▶ _GIVEN DATA_

-------

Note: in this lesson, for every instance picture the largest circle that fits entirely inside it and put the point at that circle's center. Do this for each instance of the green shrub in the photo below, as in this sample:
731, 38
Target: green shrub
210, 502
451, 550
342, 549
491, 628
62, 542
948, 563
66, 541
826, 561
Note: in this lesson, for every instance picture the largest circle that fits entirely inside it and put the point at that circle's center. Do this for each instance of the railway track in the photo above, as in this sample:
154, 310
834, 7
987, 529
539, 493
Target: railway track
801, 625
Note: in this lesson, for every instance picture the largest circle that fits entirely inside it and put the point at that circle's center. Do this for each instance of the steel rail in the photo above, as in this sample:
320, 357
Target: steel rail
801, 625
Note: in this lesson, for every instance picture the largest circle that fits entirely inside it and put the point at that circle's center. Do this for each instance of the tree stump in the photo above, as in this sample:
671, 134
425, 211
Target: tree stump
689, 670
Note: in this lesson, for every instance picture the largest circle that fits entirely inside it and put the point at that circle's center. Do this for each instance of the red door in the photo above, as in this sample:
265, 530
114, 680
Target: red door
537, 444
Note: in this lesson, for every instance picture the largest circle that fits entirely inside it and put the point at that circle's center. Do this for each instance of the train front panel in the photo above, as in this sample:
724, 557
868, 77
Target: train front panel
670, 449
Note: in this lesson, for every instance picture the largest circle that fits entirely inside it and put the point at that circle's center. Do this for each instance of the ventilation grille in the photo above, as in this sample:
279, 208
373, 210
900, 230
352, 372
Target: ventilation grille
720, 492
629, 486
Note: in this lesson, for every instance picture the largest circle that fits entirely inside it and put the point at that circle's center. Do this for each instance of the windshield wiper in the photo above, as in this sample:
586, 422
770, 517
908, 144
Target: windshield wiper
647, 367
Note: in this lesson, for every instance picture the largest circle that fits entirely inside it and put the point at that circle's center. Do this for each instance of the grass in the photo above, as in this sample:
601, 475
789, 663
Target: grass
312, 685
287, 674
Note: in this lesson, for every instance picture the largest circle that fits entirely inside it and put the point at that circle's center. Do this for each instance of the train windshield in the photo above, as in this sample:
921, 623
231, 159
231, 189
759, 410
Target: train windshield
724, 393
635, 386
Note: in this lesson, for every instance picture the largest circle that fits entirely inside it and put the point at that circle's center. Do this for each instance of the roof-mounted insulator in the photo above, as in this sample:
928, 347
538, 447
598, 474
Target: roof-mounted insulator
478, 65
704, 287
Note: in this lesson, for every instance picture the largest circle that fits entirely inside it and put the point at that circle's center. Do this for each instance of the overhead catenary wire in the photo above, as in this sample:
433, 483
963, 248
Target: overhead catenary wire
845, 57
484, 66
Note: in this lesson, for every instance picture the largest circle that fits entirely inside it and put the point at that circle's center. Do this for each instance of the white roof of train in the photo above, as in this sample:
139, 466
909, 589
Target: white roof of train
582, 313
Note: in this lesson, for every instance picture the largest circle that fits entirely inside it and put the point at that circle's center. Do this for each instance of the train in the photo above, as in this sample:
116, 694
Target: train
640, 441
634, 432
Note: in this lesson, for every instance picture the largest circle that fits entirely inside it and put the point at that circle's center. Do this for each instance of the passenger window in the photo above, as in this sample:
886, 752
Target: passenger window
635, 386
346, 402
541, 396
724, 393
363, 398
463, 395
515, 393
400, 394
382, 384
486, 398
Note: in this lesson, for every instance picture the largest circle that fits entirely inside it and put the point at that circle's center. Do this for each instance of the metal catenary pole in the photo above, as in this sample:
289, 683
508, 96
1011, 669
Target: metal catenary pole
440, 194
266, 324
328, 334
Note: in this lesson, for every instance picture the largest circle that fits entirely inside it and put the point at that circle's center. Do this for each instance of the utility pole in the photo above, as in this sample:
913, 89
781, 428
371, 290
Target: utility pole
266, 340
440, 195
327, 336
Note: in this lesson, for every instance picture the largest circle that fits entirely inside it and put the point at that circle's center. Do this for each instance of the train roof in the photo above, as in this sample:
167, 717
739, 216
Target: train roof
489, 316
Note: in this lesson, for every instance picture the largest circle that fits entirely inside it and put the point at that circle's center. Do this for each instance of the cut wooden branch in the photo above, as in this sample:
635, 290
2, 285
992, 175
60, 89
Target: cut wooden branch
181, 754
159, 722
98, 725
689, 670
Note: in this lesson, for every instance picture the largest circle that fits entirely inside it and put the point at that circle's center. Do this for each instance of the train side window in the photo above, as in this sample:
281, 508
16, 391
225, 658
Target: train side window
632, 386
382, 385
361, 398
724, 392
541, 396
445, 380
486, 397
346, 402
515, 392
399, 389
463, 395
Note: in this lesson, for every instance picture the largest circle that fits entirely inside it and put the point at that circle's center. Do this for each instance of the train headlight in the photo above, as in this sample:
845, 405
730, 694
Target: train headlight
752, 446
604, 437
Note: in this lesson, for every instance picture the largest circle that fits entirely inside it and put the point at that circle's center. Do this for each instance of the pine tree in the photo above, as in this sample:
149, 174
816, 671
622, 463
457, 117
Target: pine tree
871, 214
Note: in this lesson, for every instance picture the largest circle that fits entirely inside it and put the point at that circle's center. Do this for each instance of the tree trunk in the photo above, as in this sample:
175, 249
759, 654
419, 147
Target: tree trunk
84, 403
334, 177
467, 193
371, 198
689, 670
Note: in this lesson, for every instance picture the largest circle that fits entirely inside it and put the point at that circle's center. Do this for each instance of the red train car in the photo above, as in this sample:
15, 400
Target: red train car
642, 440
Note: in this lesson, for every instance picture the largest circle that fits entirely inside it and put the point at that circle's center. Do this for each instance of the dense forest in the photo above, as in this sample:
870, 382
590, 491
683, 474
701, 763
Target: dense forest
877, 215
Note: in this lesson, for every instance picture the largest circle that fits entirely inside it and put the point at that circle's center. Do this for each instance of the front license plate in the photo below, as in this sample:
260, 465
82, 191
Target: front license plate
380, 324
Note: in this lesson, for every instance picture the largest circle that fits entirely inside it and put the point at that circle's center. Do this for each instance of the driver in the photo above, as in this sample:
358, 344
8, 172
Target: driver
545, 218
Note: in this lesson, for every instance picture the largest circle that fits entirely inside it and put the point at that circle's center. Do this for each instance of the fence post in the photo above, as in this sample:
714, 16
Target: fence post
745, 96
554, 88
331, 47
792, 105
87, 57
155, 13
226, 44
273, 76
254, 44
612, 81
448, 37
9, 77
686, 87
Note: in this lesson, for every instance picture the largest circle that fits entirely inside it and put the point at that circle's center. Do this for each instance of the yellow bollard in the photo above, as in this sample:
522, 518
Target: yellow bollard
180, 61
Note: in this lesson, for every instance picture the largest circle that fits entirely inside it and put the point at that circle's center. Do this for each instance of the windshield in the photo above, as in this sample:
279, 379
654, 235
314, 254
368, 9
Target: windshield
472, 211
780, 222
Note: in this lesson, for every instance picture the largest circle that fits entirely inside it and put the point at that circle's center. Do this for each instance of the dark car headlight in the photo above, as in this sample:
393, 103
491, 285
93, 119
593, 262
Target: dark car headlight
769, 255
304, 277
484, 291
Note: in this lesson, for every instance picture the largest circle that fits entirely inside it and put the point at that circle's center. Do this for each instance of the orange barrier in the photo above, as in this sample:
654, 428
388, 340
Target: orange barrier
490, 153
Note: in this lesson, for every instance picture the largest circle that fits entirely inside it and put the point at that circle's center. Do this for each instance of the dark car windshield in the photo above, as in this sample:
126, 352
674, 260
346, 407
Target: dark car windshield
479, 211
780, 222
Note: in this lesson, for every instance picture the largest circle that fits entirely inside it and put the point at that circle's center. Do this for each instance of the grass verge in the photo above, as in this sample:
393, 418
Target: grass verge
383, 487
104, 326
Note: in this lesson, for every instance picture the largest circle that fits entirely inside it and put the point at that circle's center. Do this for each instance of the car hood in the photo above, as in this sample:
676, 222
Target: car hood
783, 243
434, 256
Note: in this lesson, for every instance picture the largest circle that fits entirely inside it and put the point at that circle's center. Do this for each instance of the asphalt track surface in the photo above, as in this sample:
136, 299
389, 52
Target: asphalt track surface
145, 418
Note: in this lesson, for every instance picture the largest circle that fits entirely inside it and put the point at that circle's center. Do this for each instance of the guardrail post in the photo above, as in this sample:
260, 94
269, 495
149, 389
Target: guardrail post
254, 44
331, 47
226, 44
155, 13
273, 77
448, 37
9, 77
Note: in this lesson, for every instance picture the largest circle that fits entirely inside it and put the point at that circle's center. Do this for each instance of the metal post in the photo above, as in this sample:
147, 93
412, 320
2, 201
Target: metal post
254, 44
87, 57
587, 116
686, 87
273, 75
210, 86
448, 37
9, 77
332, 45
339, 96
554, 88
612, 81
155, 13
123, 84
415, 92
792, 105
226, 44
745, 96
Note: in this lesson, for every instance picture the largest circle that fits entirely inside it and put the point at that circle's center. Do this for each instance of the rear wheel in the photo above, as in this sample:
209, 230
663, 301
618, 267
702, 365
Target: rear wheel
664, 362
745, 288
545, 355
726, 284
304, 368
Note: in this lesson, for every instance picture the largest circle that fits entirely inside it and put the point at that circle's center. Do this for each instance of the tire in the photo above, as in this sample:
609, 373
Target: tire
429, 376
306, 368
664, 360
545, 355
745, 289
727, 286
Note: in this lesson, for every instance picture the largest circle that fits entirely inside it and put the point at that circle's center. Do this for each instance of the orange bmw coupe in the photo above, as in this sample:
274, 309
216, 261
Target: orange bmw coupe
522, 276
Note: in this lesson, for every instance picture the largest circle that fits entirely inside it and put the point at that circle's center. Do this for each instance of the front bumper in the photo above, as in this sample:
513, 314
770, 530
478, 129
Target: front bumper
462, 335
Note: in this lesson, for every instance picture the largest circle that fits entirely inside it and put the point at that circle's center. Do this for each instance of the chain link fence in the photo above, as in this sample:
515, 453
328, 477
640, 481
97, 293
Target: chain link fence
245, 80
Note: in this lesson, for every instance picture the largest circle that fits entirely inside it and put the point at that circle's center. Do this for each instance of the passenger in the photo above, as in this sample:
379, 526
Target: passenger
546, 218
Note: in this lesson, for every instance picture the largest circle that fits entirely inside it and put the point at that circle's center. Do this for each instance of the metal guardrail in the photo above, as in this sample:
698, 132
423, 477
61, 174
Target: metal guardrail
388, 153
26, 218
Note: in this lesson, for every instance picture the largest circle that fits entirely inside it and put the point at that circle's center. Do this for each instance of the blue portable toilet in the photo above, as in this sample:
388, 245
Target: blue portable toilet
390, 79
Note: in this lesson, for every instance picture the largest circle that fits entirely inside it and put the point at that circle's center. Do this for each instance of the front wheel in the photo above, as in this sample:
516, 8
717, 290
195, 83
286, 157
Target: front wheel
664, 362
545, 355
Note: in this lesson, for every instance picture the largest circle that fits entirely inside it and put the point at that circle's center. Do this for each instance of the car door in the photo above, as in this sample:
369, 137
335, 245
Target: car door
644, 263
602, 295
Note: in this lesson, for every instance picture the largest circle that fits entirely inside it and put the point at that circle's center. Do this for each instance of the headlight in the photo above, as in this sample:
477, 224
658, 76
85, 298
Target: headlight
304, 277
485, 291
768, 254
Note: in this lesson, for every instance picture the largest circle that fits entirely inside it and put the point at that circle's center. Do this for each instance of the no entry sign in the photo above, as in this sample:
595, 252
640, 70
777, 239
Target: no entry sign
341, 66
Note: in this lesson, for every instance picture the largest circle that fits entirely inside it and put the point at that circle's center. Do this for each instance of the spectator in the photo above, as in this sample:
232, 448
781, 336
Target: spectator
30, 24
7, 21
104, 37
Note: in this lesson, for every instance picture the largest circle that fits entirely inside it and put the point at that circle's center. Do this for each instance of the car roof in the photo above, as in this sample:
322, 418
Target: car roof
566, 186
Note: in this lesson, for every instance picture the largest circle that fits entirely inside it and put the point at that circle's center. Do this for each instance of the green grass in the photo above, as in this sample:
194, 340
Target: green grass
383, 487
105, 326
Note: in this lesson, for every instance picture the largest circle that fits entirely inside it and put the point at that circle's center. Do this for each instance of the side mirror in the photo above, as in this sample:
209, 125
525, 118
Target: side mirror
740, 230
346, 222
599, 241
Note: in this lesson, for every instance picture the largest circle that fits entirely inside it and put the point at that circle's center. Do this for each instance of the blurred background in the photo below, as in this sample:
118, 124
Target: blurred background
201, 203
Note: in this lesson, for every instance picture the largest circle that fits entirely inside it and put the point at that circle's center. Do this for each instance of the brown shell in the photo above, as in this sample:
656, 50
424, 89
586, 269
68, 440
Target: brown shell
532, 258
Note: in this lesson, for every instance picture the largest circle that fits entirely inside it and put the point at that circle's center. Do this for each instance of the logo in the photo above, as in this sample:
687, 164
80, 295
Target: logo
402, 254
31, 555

-------

▶ _DIRECTIONS_
Go through the entries and return each line where the word "below" occurs.

▶ _REPLY TO THE EXERCISE_
Note: in this lesson, for every instance picture the largest circle that fits entirely inside it and put the point at that circle's center. Do this for each instance of the green shrub in the photo below, as in this sample:
Note: in this lesson, for every instance picture the largest circle that fits entirely inside it and put the point at that circle's center. Do this for each instance of the front license plate in the photo below, as in this sample:
Note: in this lesson, for every instance picture the largest circle that fits entirely inside it and put the point at that circle's center. Do this for each instance of the blurred background in the photo below, as in this sample:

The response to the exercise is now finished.